(What needs to be done):
Restate exactly the lines below, from the one containing "the tray foot?" through the final line, and leave out the pictures.
★ ★ ★ ★
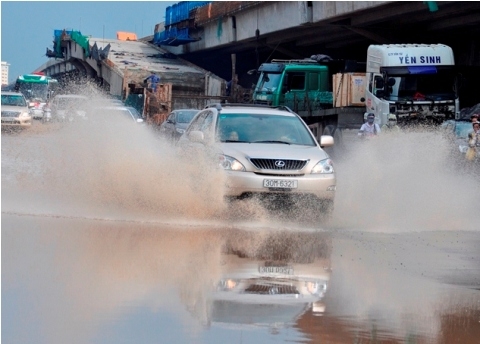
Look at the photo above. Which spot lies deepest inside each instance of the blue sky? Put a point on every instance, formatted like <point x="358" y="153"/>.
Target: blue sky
<point x="28" y="26"/>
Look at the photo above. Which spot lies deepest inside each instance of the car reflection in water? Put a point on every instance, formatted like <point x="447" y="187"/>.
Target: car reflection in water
<point x="273" y="286"/>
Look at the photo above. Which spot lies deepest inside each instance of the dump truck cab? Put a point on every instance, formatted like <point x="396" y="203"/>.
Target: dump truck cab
<point x="288" y="82"/>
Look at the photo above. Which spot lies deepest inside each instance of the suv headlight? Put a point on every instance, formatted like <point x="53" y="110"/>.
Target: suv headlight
<point x="463" y="148"/>
<point x="231" y="164"/>
<point x="324" y="166"/>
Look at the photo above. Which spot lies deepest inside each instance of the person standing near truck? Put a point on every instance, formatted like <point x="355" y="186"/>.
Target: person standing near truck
<point x="473" y="142"/>
<point x="391" y="125"/>
<point x="369" y="128"/>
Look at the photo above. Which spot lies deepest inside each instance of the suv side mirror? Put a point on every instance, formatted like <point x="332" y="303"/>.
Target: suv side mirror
<point x="379" y="82"/>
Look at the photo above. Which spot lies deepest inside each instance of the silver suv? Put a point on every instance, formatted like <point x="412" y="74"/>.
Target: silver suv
<point x="264" y="151"/>
<point x="15" y="112"/>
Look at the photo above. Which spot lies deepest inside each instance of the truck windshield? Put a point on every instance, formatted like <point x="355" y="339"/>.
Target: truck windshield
<point x="33" y="90"/>
<point x="268" y="82"/>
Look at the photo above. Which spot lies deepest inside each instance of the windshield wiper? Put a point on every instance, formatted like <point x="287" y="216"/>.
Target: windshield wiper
<point x="285" y="142"/>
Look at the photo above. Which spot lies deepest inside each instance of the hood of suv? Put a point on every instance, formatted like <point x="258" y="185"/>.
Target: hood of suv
<point x="245" y="151"/>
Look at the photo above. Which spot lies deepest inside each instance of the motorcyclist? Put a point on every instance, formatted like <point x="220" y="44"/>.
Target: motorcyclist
<point x="391" y="125"/>
<point x="369" y="128"/>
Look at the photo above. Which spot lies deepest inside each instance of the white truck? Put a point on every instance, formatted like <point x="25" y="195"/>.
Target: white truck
<point x="413" y="81"/>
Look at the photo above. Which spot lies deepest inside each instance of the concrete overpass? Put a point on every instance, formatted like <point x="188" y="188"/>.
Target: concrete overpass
<point x="259" y="31"/>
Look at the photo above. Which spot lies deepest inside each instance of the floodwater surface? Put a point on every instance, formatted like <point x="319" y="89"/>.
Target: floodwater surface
<point x="109" y="237"/>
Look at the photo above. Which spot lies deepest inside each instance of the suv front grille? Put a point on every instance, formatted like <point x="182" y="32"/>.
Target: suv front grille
<point x="278" y="164"/>
<point x="273" y="289"/>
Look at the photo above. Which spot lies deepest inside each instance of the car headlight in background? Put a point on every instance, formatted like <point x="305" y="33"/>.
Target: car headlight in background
<point x="228" y="163"/>
<point x="325" y="166"/>
<point x="463" y="149"/>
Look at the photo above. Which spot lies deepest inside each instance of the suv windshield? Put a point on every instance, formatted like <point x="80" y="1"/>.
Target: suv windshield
<point x="462" y="129"/>
<point x="13" y="100"/>
<point x="259" y="128"/>
<point x="185" y="116"/>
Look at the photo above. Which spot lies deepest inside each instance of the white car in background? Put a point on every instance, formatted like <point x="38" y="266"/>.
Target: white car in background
<point x="15" y="111"/>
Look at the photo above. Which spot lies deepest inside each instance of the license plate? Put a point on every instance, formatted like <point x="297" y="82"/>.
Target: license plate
<point x="283" y="270"/>
<point x="280" y="183"/>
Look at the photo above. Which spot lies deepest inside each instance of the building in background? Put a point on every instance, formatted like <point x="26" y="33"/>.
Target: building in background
<point x="5" y="66"/>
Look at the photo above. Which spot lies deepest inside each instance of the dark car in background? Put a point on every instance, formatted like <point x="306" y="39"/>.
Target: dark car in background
<point x="176" y="123"/>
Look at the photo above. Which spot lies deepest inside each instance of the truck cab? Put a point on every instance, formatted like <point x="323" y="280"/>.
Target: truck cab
<point x="291" y="83"/>
<point x="412" y="81"/>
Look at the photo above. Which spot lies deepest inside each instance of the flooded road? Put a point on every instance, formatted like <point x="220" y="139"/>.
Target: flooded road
<point x="108" y="238"/>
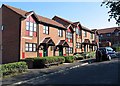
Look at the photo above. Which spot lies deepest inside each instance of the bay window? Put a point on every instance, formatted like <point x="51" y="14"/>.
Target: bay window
<point x="60" y="33"/>
<point x="69" y="36"/>
<point x="69" y="50"/>
<point x="78" y="31"/>
<point x="46" y="29"/>
<point x="30" y="47"/>
<point x="31" y="28"/>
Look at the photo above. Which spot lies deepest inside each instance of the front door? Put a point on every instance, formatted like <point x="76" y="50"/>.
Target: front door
<point x="45" y="52"/>
<point x="60" y="51"/>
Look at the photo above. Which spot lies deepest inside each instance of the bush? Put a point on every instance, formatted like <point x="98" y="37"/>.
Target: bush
<point x="69" y="59"/>
<point x="46" y="61"/>
<point x="78" y="57"/>
<point x="88" y="54"/>
<point x="11" y="68"/>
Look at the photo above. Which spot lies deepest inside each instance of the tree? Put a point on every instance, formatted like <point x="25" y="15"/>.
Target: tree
<point x="114" y="11"/>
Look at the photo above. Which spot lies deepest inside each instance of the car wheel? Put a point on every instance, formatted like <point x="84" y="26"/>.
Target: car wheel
<point x="109" y="57"/>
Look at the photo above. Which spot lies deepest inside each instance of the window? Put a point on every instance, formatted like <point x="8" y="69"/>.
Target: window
<point x="69" y="50"/>
<point x="101" y="35"/>
<point x="78" y="45"/>
<point x="60" y="33"/>
<point x="78" y="31"/>
<point x="30" y="47"/>
<point x="52" y="48"/>
<point x="108" y="34"/>
<point x="91" y="36"/>
<point x="46" y="29"/>
<point x="30" y="28"/>
<point x="85" y="34"/>
<point x="69" y="36"/>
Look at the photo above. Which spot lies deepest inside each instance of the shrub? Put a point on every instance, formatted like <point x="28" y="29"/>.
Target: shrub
<point x="42" y="62"/>
<point x="11" y="68"/>
<point x="88" y="54"/>
<point x="78" y="56"/>
<point x="69" y="59"/>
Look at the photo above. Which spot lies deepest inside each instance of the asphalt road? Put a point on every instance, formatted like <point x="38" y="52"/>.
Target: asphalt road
<point x="107" y="72"/>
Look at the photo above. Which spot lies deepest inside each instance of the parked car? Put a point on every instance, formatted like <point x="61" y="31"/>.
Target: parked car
<point x="105" y="53"/>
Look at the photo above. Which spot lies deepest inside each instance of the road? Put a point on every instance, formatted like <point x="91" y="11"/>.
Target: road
<point x="107" y="72"/>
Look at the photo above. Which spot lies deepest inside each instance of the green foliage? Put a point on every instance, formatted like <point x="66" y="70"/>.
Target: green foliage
<point x="117" y="48"/>
<point x="11" y="68"/>
<point x="78" y="56"/>
<point x="114" y="11"/>
<point x="69" y="59"/>
<point x="85" y="55"/>
<point x="42" y="62"/>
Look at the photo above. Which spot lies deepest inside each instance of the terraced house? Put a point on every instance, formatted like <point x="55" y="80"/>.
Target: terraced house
<point x="27" y="35"/>
<point x="83" y="39"/>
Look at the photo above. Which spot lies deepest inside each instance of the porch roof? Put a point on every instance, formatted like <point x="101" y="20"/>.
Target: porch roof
<point x="47" y="41"/>
<point x="63" y="43"/>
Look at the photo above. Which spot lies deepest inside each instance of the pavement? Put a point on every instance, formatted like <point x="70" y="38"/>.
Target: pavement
<point x="33" y="73"/>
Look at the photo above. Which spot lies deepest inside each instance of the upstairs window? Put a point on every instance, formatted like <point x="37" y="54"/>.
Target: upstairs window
<point x="69" y="50"/>
<point x="60" y="33"/>
<point x="31" y="28"/>
<point x="30" y="47"/>
<point x="46" y="30"/>
<point x="69" y="36"/>
<point x="78" y="31"/>
<point x="78" y="45"/>
<point x="91" y="36"/>
<point x="117" y="34"/>
<point x="85" y="34"/>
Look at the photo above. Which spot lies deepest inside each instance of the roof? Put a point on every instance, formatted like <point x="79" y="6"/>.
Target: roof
<point x="49" y="21"/>
<point x="63" y="21"/>
<point x="48" y="41"/>
<point x="40" y="18"/>
<point x="108" y="30"/>
<point x="66" y="23"/>
<point x="63" y="43"/>
<point x="16" y="10"/>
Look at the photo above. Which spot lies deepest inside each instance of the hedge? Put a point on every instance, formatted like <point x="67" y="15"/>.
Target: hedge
<point x="12" y="68"/>
<point x="78" y="57"/>
<point x="45" y="61"/>
<point x="69" y="59"/>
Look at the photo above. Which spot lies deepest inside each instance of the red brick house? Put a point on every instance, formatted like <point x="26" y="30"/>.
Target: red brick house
<point x="83" y="39"/>
<point x="111" y="35"/>
<point x="28" y="35"/>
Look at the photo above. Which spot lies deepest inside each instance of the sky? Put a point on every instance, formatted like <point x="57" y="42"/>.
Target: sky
<point x="89" y="14"/>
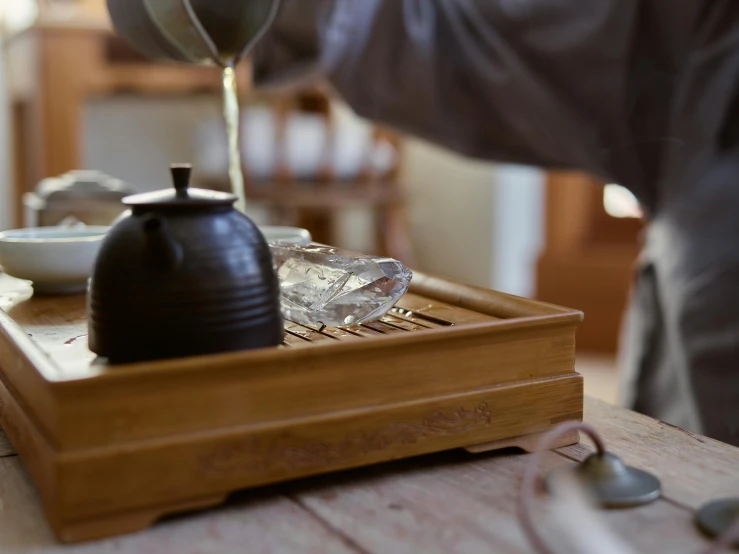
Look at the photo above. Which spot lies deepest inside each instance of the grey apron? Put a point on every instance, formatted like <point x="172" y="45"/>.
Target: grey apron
<point x="641" y="92"/>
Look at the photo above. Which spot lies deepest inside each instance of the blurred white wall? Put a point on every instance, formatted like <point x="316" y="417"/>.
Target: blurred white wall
<point x="451" y="199"/>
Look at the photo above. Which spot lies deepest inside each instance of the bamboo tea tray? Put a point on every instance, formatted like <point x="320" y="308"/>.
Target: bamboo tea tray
<point x="111" y="449"/>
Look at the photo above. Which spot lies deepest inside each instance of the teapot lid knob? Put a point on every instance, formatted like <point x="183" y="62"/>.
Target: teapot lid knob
<point x="181" y="177"/>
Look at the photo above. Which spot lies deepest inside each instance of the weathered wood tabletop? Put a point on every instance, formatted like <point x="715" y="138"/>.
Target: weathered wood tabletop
<point x="450" y="502"/>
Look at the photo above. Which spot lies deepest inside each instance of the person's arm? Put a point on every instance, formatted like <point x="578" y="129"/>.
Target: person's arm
<point x="530" y="81"/>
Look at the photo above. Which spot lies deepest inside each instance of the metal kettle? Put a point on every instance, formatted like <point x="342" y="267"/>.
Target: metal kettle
<point x="193" y="31"/>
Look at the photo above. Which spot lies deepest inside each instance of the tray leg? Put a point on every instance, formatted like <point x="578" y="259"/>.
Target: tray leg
<point x="122" y="523"/>
<point x="528" y="443"/>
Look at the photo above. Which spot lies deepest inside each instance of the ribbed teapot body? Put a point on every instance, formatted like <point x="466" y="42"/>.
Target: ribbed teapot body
<point x="181" y="284"/>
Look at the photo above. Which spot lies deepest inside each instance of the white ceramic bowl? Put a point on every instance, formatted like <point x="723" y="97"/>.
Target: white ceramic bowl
<point x="290" y="235"/>
<point x="58" y="260"/>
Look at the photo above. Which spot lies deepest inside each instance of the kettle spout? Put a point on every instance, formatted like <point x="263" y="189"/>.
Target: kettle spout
<point x="161" y="250"/>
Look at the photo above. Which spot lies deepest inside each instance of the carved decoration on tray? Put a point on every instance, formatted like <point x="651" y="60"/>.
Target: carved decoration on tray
<point x="289" y="452"/>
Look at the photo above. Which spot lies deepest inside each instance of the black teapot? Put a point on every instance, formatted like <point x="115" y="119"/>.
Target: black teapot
<point x="182" y="273"/>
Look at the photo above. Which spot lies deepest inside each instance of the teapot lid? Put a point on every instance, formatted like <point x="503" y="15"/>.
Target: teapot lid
<point x="181" y="195"/>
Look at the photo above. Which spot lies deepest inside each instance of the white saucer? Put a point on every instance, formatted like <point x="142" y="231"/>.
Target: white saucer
<point x="57" y="260"/>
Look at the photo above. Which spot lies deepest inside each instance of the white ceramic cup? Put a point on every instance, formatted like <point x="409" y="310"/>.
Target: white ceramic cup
<point x="59" y="260"/>
<point x="289" y="235"/>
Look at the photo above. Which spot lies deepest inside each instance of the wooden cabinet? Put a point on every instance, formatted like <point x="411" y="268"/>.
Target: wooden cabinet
<point x="588" y="258"/>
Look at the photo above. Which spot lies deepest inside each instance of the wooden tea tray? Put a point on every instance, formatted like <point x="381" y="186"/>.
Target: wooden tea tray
<point x="111" y="449"/>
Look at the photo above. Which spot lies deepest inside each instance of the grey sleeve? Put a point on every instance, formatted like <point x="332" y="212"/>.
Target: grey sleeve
<point x="529" y="81"/>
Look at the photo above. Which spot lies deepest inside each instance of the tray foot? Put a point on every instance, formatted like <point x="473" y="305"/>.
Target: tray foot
<point x="122" y="523"/>
<point x="527" y="443"/>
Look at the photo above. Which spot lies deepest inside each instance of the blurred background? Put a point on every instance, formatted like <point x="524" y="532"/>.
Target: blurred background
<point x="73" y="96"/>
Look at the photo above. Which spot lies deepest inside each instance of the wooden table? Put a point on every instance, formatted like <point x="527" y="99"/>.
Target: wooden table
<point x="450" y="502"/>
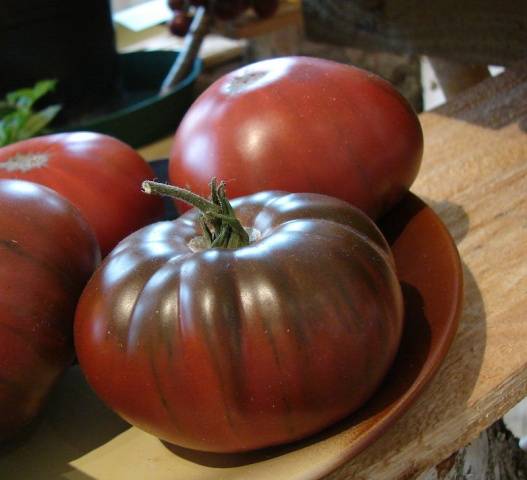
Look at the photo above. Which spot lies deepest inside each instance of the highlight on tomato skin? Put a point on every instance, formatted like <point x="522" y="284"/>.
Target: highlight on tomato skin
<point x="99" y="174"/>
<point x="47" y="254"/>
<point x="301" y="124"/>
<point x="235" y="349"/>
★ ★ ★ ★
(Output):
Look at the photo above. Which spot lies deepest inside each instance of the tray foot? Put a point on every instance, formatted like <point x="473" y="305"/>.
Target: tray foot
<point x="122" y="523"/>
<point x="527" y="443"/>
Look at the photo above. Which spot lies deepest inside each instance of the blurred background? Put a point on every instance, formatted like <point x="524" y="532"/>.
Target: blurred background
<point x="73" y="96"/>
Look at the photo above. Which spot lies deepest inside each instance of the wooden table? Put a point on every instance, formatted like <point x="527" y="99"/>.
Target: wooden table
<point x="450" y="502"/>
Look at the photo above. Which spot lies deepest inside each instance of the highlight on tomato skin? Put a point on every instance, formatted like <point x="522" y="284"/>.
Target: highlight on tomato skin
<point x="99" y="174"/>
<point x="47" y="254"/>
<point x="301" y="124"/>
<point x="235" y="349"/>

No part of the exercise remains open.